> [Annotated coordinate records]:
○ ○ ○ ○ ○
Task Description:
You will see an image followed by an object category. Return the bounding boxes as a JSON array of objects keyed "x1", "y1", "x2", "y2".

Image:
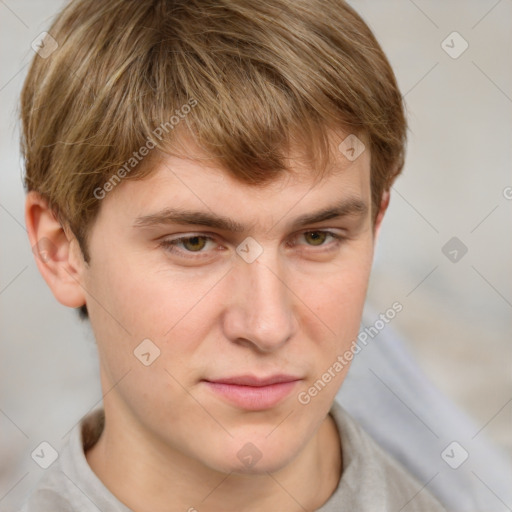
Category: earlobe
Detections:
[
  {"x1": 373, "y1": 190, "x2": 390, "y2": 243},
  {"x1": 25, "y1": 191, "x2": 85, "y2": 308}
]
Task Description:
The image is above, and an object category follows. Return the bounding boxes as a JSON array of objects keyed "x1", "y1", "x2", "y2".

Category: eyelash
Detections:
[{"x1": 159, "y1": 229, "x2": 347, "y2": 259}]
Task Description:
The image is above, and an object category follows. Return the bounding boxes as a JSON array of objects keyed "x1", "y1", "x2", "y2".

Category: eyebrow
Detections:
[{"x1": 133, "y1": 197, "x2": 368, "y2": 233}]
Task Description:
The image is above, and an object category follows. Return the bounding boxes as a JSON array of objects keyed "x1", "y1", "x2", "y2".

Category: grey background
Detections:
[{"x1": 0, "y1": 0, "x2": 512, "y2": 511}]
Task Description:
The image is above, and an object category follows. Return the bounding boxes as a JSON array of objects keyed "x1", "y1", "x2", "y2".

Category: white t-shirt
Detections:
[{"x1": 21, "y1": 402, "x2": 445, "y2": 512}]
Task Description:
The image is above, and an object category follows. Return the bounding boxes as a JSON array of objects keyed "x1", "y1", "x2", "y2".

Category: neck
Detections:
[{"x1": 86, "y1": 410, "x2": 342, "y2": 512}]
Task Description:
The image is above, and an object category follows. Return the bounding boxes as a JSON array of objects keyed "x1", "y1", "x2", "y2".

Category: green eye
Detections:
[
  {"x1": 304, "y1": 231, "x2": 331, "y2": 245},
  {"x1": 180, "y1": 236, "x2": 208, "y2": 252}
]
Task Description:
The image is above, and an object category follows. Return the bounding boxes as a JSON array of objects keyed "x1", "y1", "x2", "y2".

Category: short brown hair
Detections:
[{"x1": 21, "y1": 0, "x2": 406, "y2": 315}]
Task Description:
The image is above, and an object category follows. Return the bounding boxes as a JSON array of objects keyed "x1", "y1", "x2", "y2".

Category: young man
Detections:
[{"x1": 22, "y1": 0, "x2": 443, "y2": 512}]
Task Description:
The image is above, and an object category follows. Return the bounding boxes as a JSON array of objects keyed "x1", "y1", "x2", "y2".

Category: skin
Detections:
[{"x1": 26, "y1": 135, "x2": 389, "y2": 512}]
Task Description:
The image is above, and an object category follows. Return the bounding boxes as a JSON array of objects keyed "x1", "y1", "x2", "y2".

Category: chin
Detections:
[{"x1": 204, "y1": 434, "x2": 300, "y2": 475}]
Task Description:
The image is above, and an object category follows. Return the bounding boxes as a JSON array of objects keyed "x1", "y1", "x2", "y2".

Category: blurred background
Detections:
[{"x1": 0, "y1": 0, "x2": 512, "y2": 511}]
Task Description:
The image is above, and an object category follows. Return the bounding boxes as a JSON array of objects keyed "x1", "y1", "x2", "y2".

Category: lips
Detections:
○ ○ ○ ○ ○
> [PROBLEM TO WORK ON]:
Pull out each line of the data above that contains the word "background" and copy it.

> [EXERCISE RESPONSE]:
Category: grey background
Category: blurred background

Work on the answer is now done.